Each line of the listing that contains "bench" should be found and copied.

*-*-*

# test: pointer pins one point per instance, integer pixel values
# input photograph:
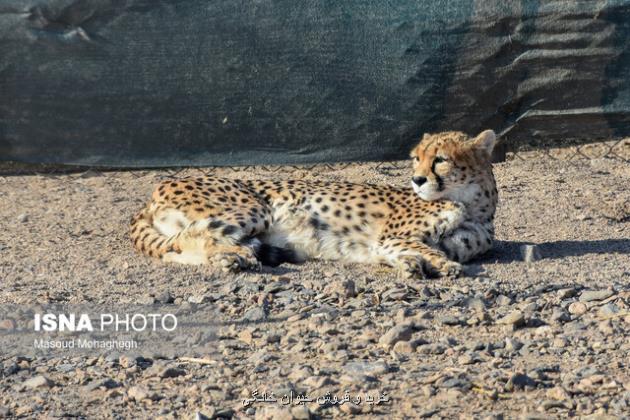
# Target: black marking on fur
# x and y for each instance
(273, 256)
(215, 224)
(229, 230)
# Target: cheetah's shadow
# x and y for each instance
(505, 252)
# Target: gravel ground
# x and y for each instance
(511, 339)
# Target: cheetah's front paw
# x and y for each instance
(450, 269)
(234, 262)
(410, 266)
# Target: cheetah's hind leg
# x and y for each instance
(211, 241)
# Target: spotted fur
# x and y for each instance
(443, 219)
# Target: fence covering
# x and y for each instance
(130, 83)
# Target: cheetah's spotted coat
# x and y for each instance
(445, 218)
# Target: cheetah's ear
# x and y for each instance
(485, 141)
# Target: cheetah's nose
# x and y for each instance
(419, 180)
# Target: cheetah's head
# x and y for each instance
(453, 166)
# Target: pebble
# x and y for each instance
(608, 309)
(577, 308)
(376, 368)
(515, 318)
(559, 316)
(396, 334)
(255, 314)
(518, 382)
(39, 381)
(502, 300)
(138, 393)
(512, 345)
(558, 393)
(530, 253)
(595, 295)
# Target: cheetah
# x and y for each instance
(443, 219)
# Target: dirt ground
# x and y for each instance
(509, 339)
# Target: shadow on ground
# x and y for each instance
(505, 252)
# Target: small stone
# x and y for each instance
(515, 318)
(107, 383)
(559, 343)
(256, 314)
(39, 381)
(512, 345)
(567, 293)
(502, 300)
(595, 295)
(577, 308)
(519, 381)
(530, 253)
(450, 320)
(164, 297)
(606, 327)
(199, 299)
(171, 372)
(559, 316)
(138, 393)
(366, 368)
(434, 348)
(246, 337)
(404, 347)
(394, 335)
(7, 324)
(558, 393)
(608, 309)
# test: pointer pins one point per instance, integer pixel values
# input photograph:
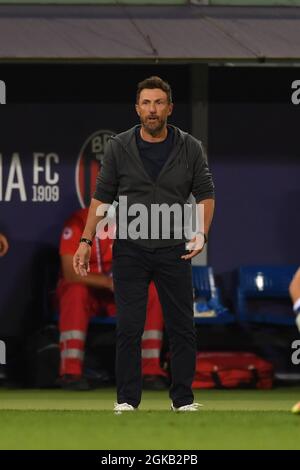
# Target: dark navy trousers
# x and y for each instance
(133, 269)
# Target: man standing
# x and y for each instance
(149, 165)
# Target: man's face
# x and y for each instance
(153, 109)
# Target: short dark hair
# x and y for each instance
(154, 82)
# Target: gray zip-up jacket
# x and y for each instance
(123, 174)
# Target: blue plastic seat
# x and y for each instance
(263, 294)
(208, 308)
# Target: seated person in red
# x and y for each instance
(81, 298)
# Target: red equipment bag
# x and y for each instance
(232, 370)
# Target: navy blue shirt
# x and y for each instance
(154, 154)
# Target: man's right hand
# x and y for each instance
(81, 259)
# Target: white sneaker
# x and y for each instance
(191, 407)
(119, 407)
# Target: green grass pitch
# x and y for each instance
(236, 419)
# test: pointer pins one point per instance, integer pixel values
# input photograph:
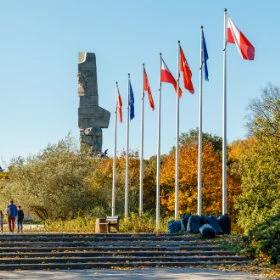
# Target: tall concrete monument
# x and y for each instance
(91, 117)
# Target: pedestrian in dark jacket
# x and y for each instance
(20, 219)
(12, 214)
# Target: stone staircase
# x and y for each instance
(83, 251)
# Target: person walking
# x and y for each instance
(1, 220)
(12, 214)
(20, 219)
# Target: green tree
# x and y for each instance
(52, 184)
(260, 161)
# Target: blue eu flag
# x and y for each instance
(204, 57)
(131, 102)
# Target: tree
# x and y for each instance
(211, 174)
(53, 183)
(260, 161)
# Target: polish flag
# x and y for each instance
(235, 36)
(167, 77)
(147, 89)
(119, 106)
(187, 73)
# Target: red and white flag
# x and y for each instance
(147, 89)
(167, 77)
(119, 106)
(187, 73)
(235, 36)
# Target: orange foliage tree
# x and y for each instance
(211, 180)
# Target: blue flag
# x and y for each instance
(204, 57)
(131, 102)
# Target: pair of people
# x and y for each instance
(13, 213)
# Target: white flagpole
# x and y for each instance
(114, 158)
(177, 137)
(127, 154)
(224, 163)
(199, 175)
(158, 154)
(142, 151)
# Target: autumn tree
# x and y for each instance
(260, 161)
(211, 176)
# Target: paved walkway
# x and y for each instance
(135, 274)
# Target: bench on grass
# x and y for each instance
(107, 225)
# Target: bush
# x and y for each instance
(207, 231)
(146, 223)
(263, 240)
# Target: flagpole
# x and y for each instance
(224, 156)
(199, 175)
(142, 151)
(127, 154)
(177, 137)
(114, 158)
(158, 154)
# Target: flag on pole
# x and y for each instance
(147, 89)
(235, 36)
(187, 73)
(131, 102)
(204, 56)
(167, 77)
(119, 105)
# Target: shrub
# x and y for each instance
(79, 224)
(137, 224)
(263, 240)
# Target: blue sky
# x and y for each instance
(40, 41)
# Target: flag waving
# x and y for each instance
(204, 56)
(131, 102)
(235, 36)
(119, 105)
(187, 73)
(147, 89)
(167, 77)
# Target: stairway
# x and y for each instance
(83, 251)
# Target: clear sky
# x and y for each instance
(40, 41)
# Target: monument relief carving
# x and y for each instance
(91, 117)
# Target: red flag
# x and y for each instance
(167, 77)
(147, 89)
(235, 36)
(187, 73)
(119, 106)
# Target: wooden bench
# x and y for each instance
(107, 225)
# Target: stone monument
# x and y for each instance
(91, 117)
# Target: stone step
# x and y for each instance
(44, 266)
(108, 244)
(115, 254)
(97, 237)
(106, 248)
(121, 259)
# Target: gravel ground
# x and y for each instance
(133, 274)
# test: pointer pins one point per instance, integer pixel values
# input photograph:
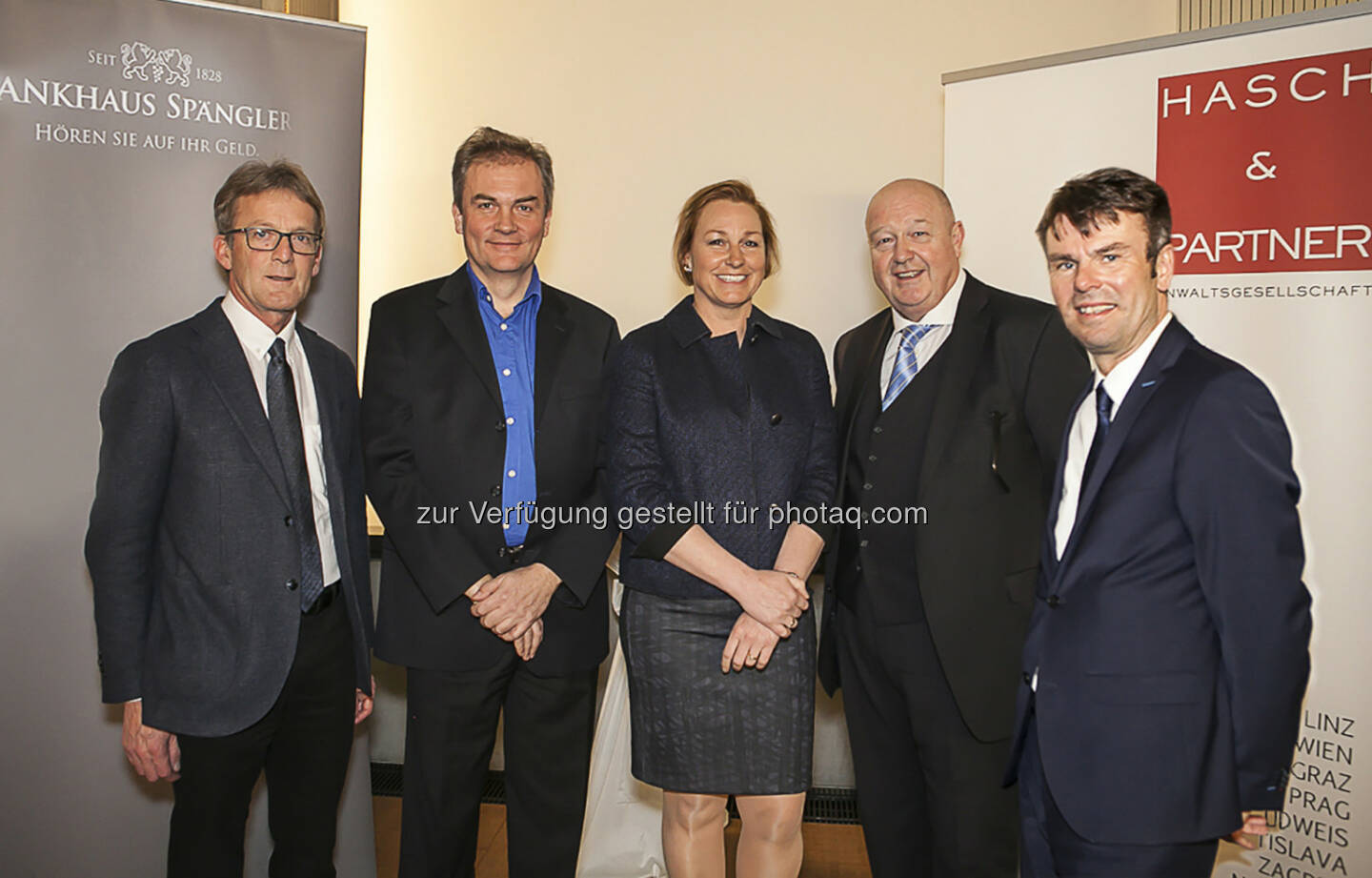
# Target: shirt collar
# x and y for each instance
(1126, 371)
(534, 294)
(686, 325)
(254, 334)
(941, 313)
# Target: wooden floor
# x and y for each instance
(830, 850)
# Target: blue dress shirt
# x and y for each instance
(512, 342)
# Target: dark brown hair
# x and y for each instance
(255, 177)
(1100, 195)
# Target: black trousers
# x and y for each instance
(451, 731)
(302, 744)
(1053, 849)
(929, 793)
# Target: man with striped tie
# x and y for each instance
(951, 409)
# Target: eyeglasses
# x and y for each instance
(258, 237)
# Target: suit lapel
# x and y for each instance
(457, 312)
(1154, 372)
(221, 356)
(549, 346)
(860, 366)
(963, 350)
(326, 397)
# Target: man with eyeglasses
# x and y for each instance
(228, 546)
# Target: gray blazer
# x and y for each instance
(191, 541)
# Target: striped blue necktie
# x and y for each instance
(906, 364)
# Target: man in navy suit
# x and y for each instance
(1168, 650)
(228, 546)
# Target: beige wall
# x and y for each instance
(641, 103)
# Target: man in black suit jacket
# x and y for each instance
(950, 412)
(1168, 652)
(480, 422)
(228, 546)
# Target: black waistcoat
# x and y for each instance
(885, 452)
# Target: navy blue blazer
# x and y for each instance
(434, 439)
(1171, 641)
(696, 422)
(192, 543)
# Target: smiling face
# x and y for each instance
(502, 221)
(916, 246)
(1109, 293)
(727, 256)
(271, 284)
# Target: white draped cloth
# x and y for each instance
(622, 836)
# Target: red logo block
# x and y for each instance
(1269, 166)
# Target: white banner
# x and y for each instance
(1266, 174)
(118, 122)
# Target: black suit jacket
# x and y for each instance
(1007, 384)
(1171, 641)
(192, 542)
(434, 431)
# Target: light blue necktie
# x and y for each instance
(906, 364)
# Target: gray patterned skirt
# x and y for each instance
(697, 730)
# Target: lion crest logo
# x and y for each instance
(147, 63)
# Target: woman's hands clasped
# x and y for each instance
(776, 600)
(773, 605)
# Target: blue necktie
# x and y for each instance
(1103, 406)
(906, 364)
(284, 415)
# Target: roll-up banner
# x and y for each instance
(1260, 133)
(118, 122)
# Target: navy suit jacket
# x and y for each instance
(1171, 640)
(192, 540)
(434, 437)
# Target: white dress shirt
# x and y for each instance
(255, 339)
(940, 315)
(1084, 428)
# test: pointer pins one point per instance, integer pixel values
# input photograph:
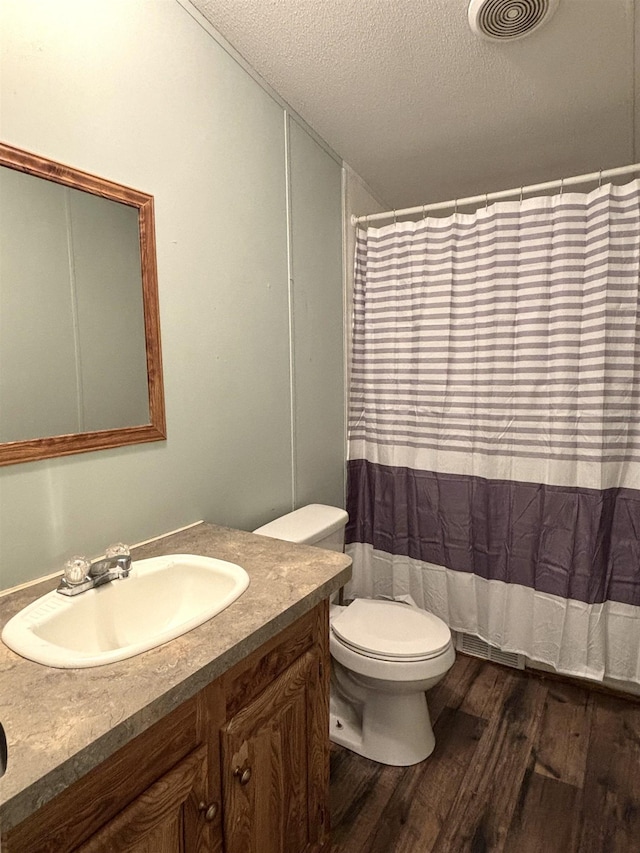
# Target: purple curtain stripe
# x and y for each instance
(575, 543)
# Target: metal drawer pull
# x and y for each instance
(210, 812)
(242, 774)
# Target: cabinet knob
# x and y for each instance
(242, 774)
(209, 812)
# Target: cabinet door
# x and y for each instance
(272, 771)
(169, 817)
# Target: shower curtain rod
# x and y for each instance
(487, 197)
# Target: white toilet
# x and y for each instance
(385, 655)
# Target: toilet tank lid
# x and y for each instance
(391, 629)
(307, 524)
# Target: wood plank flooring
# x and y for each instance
(523, 763)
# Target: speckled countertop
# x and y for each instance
(60, 723)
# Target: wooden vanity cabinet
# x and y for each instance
(243, 767)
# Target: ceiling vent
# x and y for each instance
(507, 20)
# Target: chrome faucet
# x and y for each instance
(81, 575)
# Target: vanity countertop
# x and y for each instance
(61, 723)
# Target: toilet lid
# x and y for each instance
(391, 630)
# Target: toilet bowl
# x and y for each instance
(385, 655)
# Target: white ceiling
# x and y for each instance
(425, 111)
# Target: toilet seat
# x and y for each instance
(391, 631)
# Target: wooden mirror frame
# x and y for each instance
(65, 445)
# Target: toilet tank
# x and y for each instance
(315, 524)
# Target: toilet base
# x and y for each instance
(390, 729)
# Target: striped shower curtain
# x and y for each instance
(494, 425)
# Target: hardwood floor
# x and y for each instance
(523, 764)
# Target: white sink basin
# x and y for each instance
(162, 598)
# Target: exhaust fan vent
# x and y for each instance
(505, 20)
(471, 645)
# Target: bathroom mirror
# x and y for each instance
(80, 356)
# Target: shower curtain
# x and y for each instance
(494, 425)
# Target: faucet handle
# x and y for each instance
(117, 550)
(76, 570)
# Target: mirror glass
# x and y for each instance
(80, 364)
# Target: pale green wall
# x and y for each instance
(138, 92)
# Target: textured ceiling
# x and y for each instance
(424, 110)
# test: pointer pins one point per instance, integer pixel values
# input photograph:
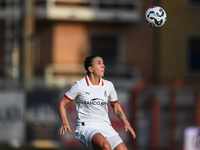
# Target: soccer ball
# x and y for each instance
(155, 16)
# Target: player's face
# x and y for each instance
(98, 67)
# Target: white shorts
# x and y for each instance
(85, 133)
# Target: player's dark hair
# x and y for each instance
(88, 62)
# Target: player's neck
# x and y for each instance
(94, 80)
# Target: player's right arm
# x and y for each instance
(63, 116)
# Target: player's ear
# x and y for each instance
(90, 69)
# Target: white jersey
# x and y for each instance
(91, 100)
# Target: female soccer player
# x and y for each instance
(91, 94)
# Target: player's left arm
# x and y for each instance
(120, 114)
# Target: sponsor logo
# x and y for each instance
(96, 101)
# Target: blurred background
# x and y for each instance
(156, 71)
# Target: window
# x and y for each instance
(193, 3)
(193, 56)
(106, 46)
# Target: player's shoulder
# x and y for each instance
(107, 82)
(81, 81)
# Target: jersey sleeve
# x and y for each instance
(72, 92)
(113, 94)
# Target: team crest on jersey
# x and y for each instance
(105, 94)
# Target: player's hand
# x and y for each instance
(128, 127)
(64, 128)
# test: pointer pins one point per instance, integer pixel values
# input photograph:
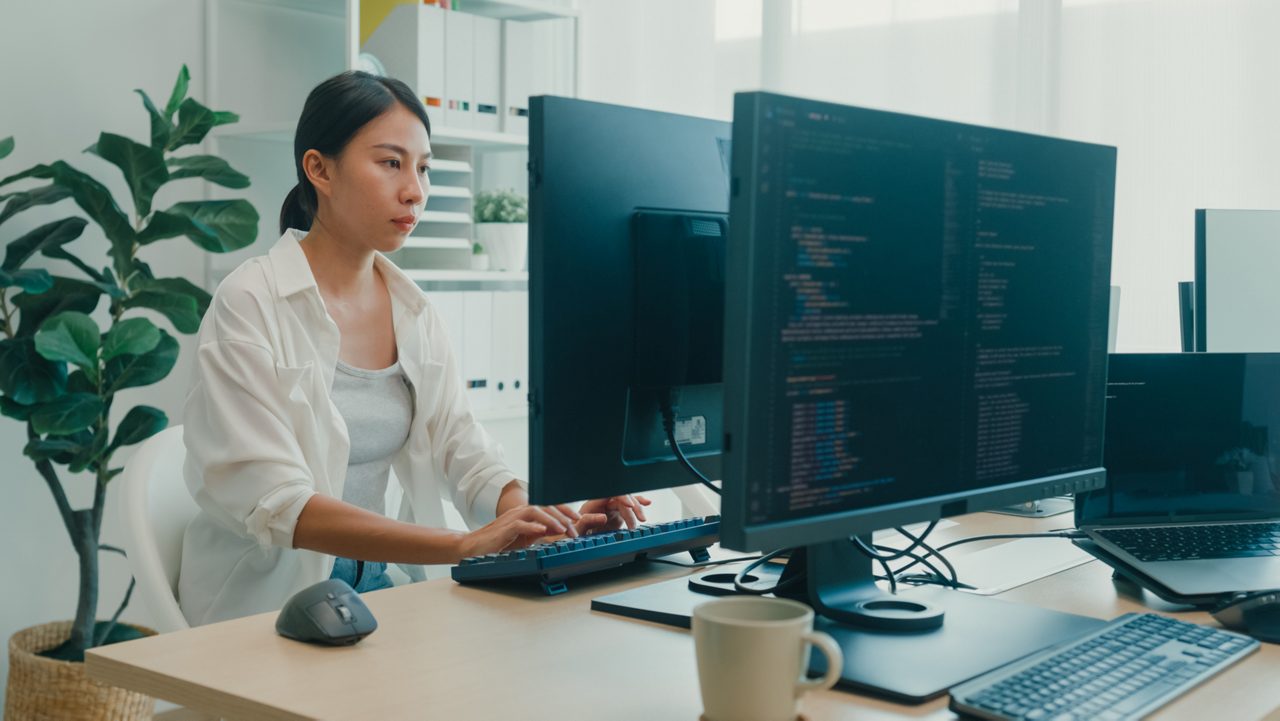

*-*-*

- SOLUTION TO THIS PROBLEM -
# Target: bench on grass
# Target: wooden bench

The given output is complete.